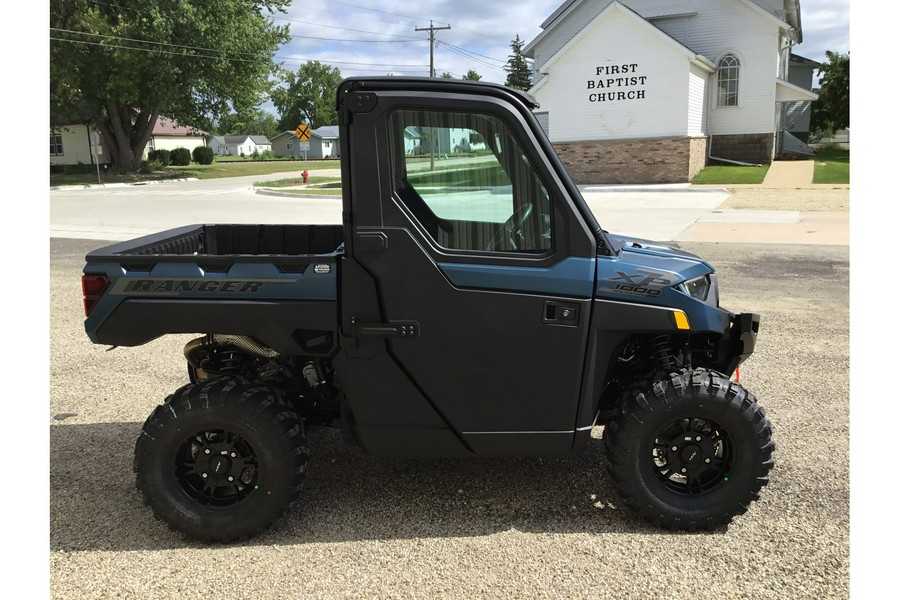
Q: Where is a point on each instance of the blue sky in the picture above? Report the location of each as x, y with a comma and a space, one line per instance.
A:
381, 36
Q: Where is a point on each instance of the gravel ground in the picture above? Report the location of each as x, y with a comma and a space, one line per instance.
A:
525, 528
813, 199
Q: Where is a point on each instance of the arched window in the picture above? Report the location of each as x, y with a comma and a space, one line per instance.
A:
729, 73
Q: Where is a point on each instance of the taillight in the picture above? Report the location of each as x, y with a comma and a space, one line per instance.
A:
92, 287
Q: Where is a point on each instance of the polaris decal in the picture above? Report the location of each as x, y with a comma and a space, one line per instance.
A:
643, 283
177, 287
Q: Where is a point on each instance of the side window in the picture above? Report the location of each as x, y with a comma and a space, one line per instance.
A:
55, 144
468, 183
729, 77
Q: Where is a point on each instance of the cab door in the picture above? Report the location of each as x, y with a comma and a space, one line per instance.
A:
482, 276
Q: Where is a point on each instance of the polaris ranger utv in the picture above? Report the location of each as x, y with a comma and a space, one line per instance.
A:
469, 305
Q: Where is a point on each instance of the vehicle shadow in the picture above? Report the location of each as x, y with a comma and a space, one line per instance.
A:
348, 496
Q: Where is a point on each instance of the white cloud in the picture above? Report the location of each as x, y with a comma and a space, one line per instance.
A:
478, 39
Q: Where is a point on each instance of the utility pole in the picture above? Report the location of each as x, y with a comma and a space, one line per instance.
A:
431, 31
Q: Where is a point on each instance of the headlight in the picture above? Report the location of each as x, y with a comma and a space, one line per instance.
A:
702, 288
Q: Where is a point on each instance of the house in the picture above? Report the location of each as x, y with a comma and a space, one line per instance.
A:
168, 135
71, 145
643, 91
323, 143
239, 145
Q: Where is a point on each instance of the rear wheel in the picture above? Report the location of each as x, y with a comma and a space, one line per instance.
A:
221, 460
691, 452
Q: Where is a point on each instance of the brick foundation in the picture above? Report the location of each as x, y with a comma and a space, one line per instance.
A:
654, 160
745, 147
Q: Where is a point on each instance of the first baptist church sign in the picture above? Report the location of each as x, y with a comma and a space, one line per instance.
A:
610, 80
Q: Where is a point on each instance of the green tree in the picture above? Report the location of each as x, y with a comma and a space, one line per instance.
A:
518, 73
307, 95
119, 65
832, 110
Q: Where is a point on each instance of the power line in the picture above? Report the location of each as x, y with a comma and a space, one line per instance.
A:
310, 37
470, 52
431, 31
212, 56
471, 58
409, 37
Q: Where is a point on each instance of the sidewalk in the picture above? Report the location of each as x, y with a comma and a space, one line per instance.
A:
783, 179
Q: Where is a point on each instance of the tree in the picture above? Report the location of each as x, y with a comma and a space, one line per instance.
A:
307, 95
832, 110
120, 65
518, 73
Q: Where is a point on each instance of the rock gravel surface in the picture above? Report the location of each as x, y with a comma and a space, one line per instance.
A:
482, 528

GIVEN REQUEST:
Revise the records above from the line containing "Q: Where is a point on each instance of the green" through the end of the records, replacing "sidewalk" with "footpath" and leaving everything else unchanged. Give only those revised lines.

WRITTEN RESPONSE:
Q: Where is a point on each instance of the green tree in the picture above? Report the location of each as x, y with a comma and a space, one line per instance.
A:
518, 73
307, 95
119, 65
832, 110
Q: Where is a point on each instance of the power line in the picture above? Report the location of each as x, y with a comma and a space, one line per instance.
A:
310, 37
470, 52
431, 31
212, 56
471, 58
409, 37
Q: Where is a point on each instance of the footpath in the picture above? Report the location of each as x, y with a comma and a space, one line per instance.
A:
783, 179
Q: Where is a point on each instance of the tree in the picture above? Report the location of each as x, y with a comma and a space, one line per instance.
A:
307, 95
832, 110
120, 65
518, 73
Q: Where is a point on each instance of the rock gravel surface in the picture above? Report the location of each as x, y with a comma and a space, one line per instance.
A:
482, 528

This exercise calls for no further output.